Written task ▸
Write out all of the data exactly as it appears.

- - -

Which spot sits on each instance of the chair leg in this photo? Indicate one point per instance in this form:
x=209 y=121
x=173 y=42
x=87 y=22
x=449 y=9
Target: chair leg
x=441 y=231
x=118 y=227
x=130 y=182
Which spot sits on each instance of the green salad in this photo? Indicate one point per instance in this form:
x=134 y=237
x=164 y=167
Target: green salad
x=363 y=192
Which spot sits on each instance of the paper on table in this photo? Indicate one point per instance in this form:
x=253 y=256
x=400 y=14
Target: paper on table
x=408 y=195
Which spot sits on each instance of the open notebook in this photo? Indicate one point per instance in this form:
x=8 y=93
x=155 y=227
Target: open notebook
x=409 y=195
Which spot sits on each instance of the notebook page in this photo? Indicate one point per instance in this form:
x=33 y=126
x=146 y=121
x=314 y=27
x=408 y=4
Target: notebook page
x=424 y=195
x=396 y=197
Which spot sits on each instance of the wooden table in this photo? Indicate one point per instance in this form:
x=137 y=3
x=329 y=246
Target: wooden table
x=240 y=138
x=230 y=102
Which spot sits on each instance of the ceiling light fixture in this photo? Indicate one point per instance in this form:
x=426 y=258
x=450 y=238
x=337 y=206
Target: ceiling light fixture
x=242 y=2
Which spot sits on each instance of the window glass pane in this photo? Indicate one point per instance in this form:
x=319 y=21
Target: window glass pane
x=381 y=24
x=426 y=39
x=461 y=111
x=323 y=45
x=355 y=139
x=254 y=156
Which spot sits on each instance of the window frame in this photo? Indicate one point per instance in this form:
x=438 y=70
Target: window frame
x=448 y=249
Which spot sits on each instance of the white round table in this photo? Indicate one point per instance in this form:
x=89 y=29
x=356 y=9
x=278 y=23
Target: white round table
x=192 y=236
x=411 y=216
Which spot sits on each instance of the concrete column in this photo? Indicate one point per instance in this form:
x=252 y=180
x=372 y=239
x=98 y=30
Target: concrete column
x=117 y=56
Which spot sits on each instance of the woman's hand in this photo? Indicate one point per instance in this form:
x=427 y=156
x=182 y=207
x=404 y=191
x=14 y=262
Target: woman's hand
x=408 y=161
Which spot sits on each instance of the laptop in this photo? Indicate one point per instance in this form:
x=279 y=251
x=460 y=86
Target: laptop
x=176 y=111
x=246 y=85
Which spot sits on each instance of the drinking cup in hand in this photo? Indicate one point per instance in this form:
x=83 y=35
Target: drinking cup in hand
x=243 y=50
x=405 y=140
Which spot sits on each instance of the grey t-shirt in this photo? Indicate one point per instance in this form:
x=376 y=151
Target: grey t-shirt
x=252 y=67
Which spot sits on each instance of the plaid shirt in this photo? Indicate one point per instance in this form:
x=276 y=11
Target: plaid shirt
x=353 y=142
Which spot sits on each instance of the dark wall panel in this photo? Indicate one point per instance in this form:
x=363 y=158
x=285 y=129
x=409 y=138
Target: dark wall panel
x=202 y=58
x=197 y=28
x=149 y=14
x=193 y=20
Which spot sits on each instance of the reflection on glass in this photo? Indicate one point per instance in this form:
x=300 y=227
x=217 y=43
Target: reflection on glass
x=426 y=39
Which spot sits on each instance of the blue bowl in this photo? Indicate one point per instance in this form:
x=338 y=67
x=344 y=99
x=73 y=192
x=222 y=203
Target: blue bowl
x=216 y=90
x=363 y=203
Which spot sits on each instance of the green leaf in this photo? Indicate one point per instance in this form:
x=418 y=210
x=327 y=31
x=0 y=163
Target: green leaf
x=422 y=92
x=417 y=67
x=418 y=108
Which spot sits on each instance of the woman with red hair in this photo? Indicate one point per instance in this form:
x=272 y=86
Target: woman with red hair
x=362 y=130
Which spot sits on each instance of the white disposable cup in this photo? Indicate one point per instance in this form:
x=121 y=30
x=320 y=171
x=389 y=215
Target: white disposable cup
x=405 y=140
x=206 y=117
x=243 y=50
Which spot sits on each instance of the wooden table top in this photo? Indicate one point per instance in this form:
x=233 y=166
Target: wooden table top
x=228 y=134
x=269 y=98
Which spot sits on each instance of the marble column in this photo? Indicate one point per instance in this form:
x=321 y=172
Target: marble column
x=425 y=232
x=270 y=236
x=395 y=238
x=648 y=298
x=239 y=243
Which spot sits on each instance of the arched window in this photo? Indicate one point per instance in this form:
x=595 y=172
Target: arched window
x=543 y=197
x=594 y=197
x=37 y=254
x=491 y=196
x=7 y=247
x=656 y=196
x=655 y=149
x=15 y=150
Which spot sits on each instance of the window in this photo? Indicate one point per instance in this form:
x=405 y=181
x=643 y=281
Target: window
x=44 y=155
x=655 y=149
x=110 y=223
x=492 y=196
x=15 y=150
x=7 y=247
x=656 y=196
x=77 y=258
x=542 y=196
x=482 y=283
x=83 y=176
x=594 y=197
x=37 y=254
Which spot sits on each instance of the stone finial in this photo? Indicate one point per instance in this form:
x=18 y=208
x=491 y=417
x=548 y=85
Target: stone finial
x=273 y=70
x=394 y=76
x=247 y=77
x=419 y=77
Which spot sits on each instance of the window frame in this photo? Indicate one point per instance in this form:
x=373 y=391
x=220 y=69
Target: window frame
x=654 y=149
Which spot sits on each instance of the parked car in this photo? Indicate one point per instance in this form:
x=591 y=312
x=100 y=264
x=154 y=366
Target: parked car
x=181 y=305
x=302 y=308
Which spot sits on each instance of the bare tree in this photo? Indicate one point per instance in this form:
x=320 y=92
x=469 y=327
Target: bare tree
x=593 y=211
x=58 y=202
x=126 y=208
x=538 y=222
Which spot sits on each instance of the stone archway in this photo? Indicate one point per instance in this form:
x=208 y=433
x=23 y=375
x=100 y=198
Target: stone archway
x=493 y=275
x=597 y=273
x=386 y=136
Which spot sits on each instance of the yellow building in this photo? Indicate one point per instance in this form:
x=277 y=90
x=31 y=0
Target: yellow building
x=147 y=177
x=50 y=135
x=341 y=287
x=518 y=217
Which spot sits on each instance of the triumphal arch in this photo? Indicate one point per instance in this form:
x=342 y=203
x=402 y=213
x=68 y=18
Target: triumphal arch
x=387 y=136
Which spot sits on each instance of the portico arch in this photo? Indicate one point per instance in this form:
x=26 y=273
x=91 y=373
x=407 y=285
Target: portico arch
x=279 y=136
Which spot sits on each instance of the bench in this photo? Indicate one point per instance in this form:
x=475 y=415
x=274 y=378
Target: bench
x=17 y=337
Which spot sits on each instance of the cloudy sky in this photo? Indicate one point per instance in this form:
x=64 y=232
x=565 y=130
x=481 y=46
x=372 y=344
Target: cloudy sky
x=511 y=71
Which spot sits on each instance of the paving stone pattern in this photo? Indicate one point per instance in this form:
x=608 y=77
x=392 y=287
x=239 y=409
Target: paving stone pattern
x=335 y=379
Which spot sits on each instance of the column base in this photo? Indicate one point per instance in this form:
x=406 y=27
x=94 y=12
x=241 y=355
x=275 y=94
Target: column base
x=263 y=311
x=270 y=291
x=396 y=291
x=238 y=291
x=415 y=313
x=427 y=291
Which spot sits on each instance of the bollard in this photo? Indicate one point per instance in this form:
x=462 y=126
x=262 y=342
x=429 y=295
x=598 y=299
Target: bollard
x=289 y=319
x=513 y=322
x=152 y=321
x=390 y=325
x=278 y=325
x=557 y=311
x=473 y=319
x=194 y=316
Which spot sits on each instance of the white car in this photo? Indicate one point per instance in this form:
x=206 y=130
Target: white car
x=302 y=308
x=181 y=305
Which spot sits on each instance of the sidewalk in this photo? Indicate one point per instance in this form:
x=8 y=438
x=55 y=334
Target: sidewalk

- - -

Correct answer ▸
Which spot sits on each instance of the chair leg in this photo? Indicate one point per instance in this form:
x=209 y=121
x=173 y=42
x=87 y=22
x=449 y=9
Target: chair leg
x=441 y=231
x=118 y=227
x=130 y=182
Which spot sits on each instance of the green salad in this photo? Indicate one point per instance in this form:
x=134 y=237
x=164 y=167
Target: green salad
x=363 y=192
Which spot sits on each instance of the paper on table in this photo? Indicate one point per instance in this form:
x=253 y=256
x=400 y=14
Target: paper on table
x=408 y=195
Which spot sits on each instance of the open notebook in this photo? Indicate one point per instance in this form:
x=8 y=93
x=155 y=227
Target: open notebook
x=409 y=195
Which spot sits on each instance of the notebook page in this photo? Indicate one point per instance in this form:
x=33 y=126
x=146 y=121
x=314 y=27
x=408 y=4
Target: notebook page
x=424 y=195
x=396 y=197
Which spot sits on each instance of the wooden table in this photo? Indicate one point per instance in this form:
x=137 y=3
x=329 y=246
Target: wooden table
x=240 y=138
x=230 y=102
Which spot sits on each instance of the ceiling light fixture in this photo? Indicate one point per instance in this form:
x=426 y=258
x=450 y=238
x=337 y=206
Target: ceiling light fixture
x=242 y=2
Which spot sits on each instance of the window glass pane in this photo? Indicate one point per instance in this form:
x=319 y=21
Target: window glass pane
x=381 y=24
x=426 y=39
x=461 y=111
x=323 y=45
x=355 y=139
x=254 y=156
Which spot sits on each instance of the window frame in this photo? Indicate one point per instance in this form:
x=438 y=70
Target: window frame
x=448 y=249
Which spot sits on each instance of the white round table in this photo? Indicate one point per instance in this form:
x=89 y=29
x=356 y=9
x=278 y=23
Target: white round table
x=192 y=236
x=411 y=216
Which spot sits on each instance of the concrete column in this photo? Indicate one point per instance in this form:
x=252 y=180
x=372 y=239
x=98 y=30
Target: concrete column
x=117 y=56
Which spot sits on each instance of the woman's hand in this photo? Indicate one point per instance in this form:
x=427 y=156
x=182 y=207
x=404 y=191
x=14 y=262
Target: woman's hand
x=408 y=161
Which spot sits on each instance of the laptop in this photo? Indicate one point per instance in this form:
x=279 y=251
x=460 y=86
Target: laptop
x=176 y=111
x=246 y=85
Which spot sits on each instance of the drinking cup in hand in this photo? Indicate one point per instance in this form:
x=83 y=35
Target: drinking cup in hand
x=243 y=50
x=405 y=140
Which spot sits on each instance of the grey t-shirt in this photo? Indicate one point per instance in this form:
x=376 y=151
Target: grey t-shirt
x=252 y=67
Which spot sits on each instance of the plaid shirt in this photo? Indicate one point per instance in this form:
x=276 y=11
Target: plaid shirt
x=353 y=142
Which spot sits on each instance of the dark wall panel in this photo? Indicate one point per instance in this form:
x=363 y=158
x=285 y=129
x=409 y=138
Target: dark wall panel
x=202 y=58
x=197 y=28
x=149 y=14
x=193 y=20
Which spot sits on each instance of the reflection on glass in this photo? Indicate one point per instance in this form:
x=300 y=227
x=217 y=43
Target: reflection on glass
x=426 y=39
Which spot sits on each instance of the blue bowl in this photo? Indicate one point per instance in this form:
x=338 y=67
x=344 y=99
x=73 y=192
x=222 y=203
Target: blue bowl
x=216 y=90
x=363 y=203
Which spot sits on each instance of the green leaf in this photo? Indicate one point per instance in this form:
x=418 y=210
x=327 y=31
x=0 y=163
Target: green leaf
x=422 y=92
x=417 y=67
x=418 y=108
Which spot sits on each instance of the woman with red hair in this photo? Indicate one point per instance in this form:
x=272 y=86
Target: woman with red hair
x=362 y=130
Which spot sits on each instance of the white disposable cup in this photo? Indicate one point per instance in this form:
x=121 y=30
x=320 y=171
x=389 y=215
Target: white disposable cup
x=405 y=140
x=206 y=117
x=243 y=50
Which spot sits on each instance of the wooden table top in this photo? Indicate one point per instance in this form:
x=233 y=166
Target: wooden table top
x=228 y=134
x=269 y=98
Which spot sits on each instance of the marble column in this photo? Indicate one point per instance in this form:
x=321 y=172
Target: marble column
x=425 y=232
x=270 y=236
x=395 y=238
x=648 y=298
x=239 y=243
Which spot sits on each instance of the arched window in this photo? Indicate one point per instance in this form:
x=595 y=172
Target: arched window
x=543 y=197
x=594 y=197
x=37 y=254
x=491 y=196
x=7 y=247
x=656 y=196
x=655 y=149
x=15 y=150
Which spot sits on each instance of the window in this photo? Indicate one point per instance in this form:
x=405 y=181
x=643 y=281
Target: window
x=44 y=155
x=655 y=149
x=110 y=223
x=492 y=196
x=15 y=150
x=7 y=247
x=656 y=196
x=77 y=258
x=542 y=196
x=482 y=283
x=83 y=176
x=594 y=197
x=37 y=254
Which spot sits on each instance of the stone finial in this photo? Indicate one point per instance in this form:
x=18 y=208
x=491 y=417
x=548 y=85
Target: stone finial
x=273 y=70
x=394 y=76
x=247 y=77
x=419 y=77
Which spot sits on each instance of the window frame in this photo? Indicate one point per instance in this form:
x=373 y=391
x=220 y=69
Target: window frame
x=654 y=149
Which spot sits on each instance of the parked car in this photo? Indicate one point per instance in this form:
x=591 y=312
x=100 y=264
x=154 y=366
Target: parked car
x=181 y=305
x=302 y=308
Which spot sits on each instance of the bare tree in this photo? Indicate one point per instance in this form:
x=320 y=92
x=469 y=327
Target: bare tree
x=593 y=211
x=58 y=202
x=126 y=208
x=538 y=222
Which spot sits on each instance of the stone archway in this photo? Indicate one point per instance in this form:
x=208 y=433
x=23 y=375
x=100 y=198
Target: stone archway
x=493 y=275
x=597 y=273
x=386 y=136
Which spot sits on each instance of the yellow building in this photo? Indicate one point per instance in this form:
x=277 y=90
x=31 y=0
Target: yellow building
x=147 y=177
x=50 y=135
x=341 y=287
x=518 y=217
Which spot sits on each instance of the triumphal arch in this photo? Indicate one point per instance in this form:
x=342 y=203
x=402 y=213
x=68 y=18
Target: triumphal arch
x=387 y=136
Which spot sits on each instance of the portico arch in this photo? Indicate one point per instance in this form:
x=26 y=273
x=91 y=373
x=407 y=285
Target: portico arch
x=279 y=136
Which spot sits on each instance of the bench in this photo? Indicate one point per instance in this form:
x=475 y=415
x=274 y=378
Target: bench
x=17 y=337
Which spot sits on each instance of the cloudy sky in this photo? Indicate one point per instance in this form:
x=64 y=232
x=565 y=130
x=481 y=46
x=372 y=344
Target: cloudy sky
x=511 y=71
Which spot sits on each instance of the paving stone pattern in this photo? Indicate one point per instance in this form:
x=608 y=77
x=392 y=287
x=239 y=409
Target: paving stone pattern
x=335 y=379
Which spot sits on each instance of the column base in this photo? Indicate one point per instance in this form:
x=406 y=27
x=94 y=12
x=241 y=355
x=275 y=94
Target: column base
x=263 y=311
x=270 y=291
x=396 y=291
x=238 y=291
x=415 y=313
x=427 y=291
Which spot sits on each instance of the bollard in this photo? Indicate one point per instance in this form:
x=462 y=126
x=262 y=342
x=429 y=295
x=598 y=299
Target: bollard
x=289 y=319
x=513 y=322
x=152 y=321
x=390 y=325
x=278 y=325
x=557 y=311
x=473 y=319
x=194 y=316
Which spot sits on each instance of the white car in this photo? Indicate one point per instance in this form:
x=206 y=130
Target: white car
x=302 y=308
x=181 y=305
Which spot sits on each instance of the sidewalk in this photo? Indicate one point per instance in this form:
x=8 y=438
x=55 y=334
Target: sidewalk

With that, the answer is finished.